─── SUPPLIED RECORDS

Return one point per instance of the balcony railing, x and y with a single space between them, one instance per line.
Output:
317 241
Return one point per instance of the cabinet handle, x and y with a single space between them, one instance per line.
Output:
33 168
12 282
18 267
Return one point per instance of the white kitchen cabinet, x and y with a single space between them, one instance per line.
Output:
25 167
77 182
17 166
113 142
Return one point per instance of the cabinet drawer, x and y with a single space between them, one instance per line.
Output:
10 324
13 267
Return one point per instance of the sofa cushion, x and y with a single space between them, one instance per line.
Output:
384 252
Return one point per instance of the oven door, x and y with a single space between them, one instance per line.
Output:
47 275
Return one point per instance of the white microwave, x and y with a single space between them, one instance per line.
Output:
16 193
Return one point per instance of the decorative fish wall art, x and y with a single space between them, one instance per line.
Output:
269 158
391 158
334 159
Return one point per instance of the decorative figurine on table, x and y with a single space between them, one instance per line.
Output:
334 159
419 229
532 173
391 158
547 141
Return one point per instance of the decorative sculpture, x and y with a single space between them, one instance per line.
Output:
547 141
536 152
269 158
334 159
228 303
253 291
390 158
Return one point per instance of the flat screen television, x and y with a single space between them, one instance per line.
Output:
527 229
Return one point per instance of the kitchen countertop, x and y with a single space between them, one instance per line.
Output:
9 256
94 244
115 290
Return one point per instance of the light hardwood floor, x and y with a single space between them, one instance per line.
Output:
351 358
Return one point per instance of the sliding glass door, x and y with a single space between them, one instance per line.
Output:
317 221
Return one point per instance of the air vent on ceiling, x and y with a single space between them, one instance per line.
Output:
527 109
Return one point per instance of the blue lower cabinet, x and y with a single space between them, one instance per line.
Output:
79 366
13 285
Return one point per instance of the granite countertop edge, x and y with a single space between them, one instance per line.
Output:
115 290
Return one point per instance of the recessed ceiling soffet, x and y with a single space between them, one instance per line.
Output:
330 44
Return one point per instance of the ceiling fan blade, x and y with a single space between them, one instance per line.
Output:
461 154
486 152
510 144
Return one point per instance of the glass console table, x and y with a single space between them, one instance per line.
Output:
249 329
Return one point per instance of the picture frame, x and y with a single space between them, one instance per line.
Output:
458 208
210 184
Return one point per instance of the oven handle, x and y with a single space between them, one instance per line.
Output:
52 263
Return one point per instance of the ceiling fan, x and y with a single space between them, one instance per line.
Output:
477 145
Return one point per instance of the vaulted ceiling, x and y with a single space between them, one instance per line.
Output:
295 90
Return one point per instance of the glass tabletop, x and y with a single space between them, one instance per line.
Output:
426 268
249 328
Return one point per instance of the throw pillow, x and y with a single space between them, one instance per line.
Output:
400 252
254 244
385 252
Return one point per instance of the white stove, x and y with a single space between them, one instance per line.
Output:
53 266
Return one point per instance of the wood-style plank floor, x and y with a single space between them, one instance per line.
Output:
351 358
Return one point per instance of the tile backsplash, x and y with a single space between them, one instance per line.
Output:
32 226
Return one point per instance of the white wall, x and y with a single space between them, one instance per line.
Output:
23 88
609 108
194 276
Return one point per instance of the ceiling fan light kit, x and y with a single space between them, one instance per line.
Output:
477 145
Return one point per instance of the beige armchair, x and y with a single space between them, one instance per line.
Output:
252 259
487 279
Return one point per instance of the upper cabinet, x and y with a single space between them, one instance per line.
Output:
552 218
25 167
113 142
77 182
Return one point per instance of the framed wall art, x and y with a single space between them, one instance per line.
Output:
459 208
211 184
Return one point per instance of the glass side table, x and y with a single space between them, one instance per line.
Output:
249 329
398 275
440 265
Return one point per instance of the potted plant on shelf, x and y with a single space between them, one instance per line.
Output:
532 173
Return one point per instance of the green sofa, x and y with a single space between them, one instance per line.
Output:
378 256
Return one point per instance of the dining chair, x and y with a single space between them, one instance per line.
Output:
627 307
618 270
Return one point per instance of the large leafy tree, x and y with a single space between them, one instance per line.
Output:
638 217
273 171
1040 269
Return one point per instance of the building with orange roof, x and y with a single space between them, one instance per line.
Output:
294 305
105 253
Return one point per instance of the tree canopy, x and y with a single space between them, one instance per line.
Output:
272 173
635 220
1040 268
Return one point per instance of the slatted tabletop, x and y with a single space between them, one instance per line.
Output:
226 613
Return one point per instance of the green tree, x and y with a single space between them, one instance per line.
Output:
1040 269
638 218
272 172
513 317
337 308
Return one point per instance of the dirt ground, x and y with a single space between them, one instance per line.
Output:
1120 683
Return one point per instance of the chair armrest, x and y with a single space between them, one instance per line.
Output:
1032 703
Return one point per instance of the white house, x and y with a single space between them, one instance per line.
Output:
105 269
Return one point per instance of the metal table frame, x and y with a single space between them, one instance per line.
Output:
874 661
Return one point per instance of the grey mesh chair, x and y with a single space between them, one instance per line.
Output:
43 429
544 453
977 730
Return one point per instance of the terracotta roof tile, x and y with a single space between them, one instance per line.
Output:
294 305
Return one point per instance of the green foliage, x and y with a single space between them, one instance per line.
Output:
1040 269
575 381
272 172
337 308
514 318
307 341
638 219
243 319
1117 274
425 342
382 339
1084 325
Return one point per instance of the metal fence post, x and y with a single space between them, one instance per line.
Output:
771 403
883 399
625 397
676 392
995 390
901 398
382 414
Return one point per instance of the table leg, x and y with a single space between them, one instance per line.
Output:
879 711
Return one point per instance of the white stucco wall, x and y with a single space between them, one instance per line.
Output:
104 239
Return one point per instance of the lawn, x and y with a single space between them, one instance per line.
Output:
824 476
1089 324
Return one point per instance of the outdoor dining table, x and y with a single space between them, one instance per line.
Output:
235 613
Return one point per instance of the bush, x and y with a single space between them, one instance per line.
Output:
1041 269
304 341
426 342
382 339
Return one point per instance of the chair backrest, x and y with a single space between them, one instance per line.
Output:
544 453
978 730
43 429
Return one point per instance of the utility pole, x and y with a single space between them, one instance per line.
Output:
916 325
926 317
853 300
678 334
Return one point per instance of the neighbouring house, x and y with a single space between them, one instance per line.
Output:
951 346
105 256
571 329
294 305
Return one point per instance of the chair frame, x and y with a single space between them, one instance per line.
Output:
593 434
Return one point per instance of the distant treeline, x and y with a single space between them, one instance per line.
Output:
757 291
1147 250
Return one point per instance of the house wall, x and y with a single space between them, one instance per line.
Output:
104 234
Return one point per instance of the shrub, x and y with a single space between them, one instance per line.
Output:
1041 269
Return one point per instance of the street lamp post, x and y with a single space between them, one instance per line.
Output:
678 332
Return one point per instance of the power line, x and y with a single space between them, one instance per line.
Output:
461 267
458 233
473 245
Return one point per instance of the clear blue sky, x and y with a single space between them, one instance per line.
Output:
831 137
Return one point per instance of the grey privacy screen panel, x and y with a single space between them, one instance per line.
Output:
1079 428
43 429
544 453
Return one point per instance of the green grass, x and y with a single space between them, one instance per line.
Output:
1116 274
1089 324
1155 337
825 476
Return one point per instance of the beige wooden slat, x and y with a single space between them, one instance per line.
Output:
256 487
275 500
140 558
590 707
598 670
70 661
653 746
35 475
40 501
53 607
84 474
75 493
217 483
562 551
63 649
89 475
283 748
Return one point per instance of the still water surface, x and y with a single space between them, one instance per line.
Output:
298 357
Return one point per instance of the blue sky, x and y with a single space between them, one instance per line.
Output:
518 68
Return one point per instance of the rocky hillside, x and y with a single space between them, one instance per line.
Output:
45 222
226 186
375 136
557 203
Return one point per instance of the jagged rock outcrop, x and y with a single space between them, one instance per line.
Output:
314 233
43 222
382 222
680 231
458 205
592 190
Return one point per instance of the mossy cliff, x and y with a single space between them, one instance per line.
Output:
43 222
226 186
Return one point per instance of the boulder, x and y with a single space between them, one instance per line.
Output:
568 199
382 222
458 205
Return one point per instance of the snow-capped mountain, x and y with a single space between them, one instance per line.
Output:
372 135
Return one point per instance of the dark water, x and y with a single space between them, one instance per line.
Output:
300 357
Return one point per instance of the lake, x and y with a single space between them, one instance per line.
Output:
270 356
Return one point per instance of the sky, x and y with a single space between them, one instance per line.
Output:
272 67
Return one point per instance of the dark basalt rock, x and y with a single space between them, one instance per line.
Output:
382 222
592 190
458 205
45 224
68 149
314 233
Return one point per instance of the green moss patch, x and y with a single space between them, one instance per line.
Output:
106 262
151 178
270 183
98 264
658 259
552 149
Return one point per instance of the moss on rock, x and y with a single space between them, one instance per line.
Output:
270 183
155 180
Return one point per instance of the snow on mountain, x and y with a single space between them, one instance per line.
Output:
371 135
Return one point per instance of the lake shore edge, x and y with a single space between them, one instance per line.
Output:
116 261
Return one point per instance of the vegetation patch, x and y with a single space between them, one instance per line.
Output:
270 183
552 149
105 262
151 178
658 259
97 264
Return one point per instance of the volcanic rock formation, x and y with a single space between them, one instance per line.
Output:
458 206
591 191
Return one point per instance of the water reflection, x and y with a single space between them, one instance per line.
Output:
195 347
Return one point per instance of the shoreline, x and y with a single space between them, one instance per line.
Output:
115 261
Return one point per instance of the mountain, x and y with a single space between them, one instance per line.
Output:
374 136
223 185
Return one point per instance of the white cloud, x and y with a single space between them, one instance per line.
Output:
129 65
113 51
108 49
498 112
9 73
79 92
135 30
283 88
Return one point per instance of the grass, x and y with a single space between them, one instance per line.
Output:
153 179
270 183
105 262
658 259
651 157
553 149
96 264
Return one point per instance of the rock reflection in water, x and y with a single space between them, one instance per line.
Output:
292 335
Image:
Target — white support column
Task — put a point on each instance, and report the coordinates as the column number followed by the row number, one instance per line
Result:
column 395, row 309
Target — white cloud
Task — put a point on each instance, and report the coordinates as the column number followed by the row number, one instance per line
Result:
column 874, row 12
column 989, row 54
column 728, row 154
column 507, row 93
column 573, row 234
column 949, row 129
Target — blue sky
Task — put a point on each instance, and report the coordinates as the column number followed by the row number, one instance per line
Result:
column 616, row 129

──────

PROBLEM. Repeat the lines from the one containing "Return one point per instance of the moss on" through the end of the listing, exactly and without any other lines; both ends are included.

ANSWER IN FULL.
Return one point per instance of the moss on rock, x and y with a single space between them, one instance per line.
Output:
270 183
155 180
Return one point per instance of the snow on mountain, x and y with a single space between them, one instance per line.
Output:
371 135
Return one point per instance of the lake shore edge, x and y with a single space between them, one instance per line.
Output:
116 261
Return one point per instance of the vegetation patch, x and y with a single space between them, one instance per line.
Output:
270 183
552 149
105 262
151 178
658 259
97 264
Return one point per instance of the volcanic rock formation, x and y with a single space between them, one instance per line.
Output:
458 206
591 191
Return one point per instance of the water reflection, x and y with a single space between them, one instance per line.
Output:
195 347
Return one point per instance of the shoreline, x and y with a single space between them, one instance per line.
Output:
115 261
Return one point per instance of the mountain, x and y with a single space between them, one instance per line.
Output:
374 136
223 185
Return one point per instance of the white cloud, x and y with a single space between them, one instance per line.
Output:
129 65
113 51
108 49
498 112
9 73
79 92
135 30
283 88
Return one point per instance of the grass, x and y with a single space between them, one instance per line.
Output:
153 179
270 183
105 262
658 259
651 157
553 149
96 264
Return one point per instance of the rock reflection in water, x and y with a single space between them, one instance per line.
Output:
292 335
Image:
Target — white support column
Task — put a point on each instance, and report the coordinates as the column number followed by the row number, one instance per line
Result:
column 395, row 309
Target — white cloud
Task — put a point on each instance, and report the coordinates as the column number followed by the row number, one instance per line
Result:
column 874, row 12
column 989, row 54
column 728, row 154
column 507, row 93
column 573, row 234
column 949, row 129
Target — blue sky
Task — put a point on each instance, and report the coordinates as the column number followed by the row number, one instance per line
Result:
column 616, row 129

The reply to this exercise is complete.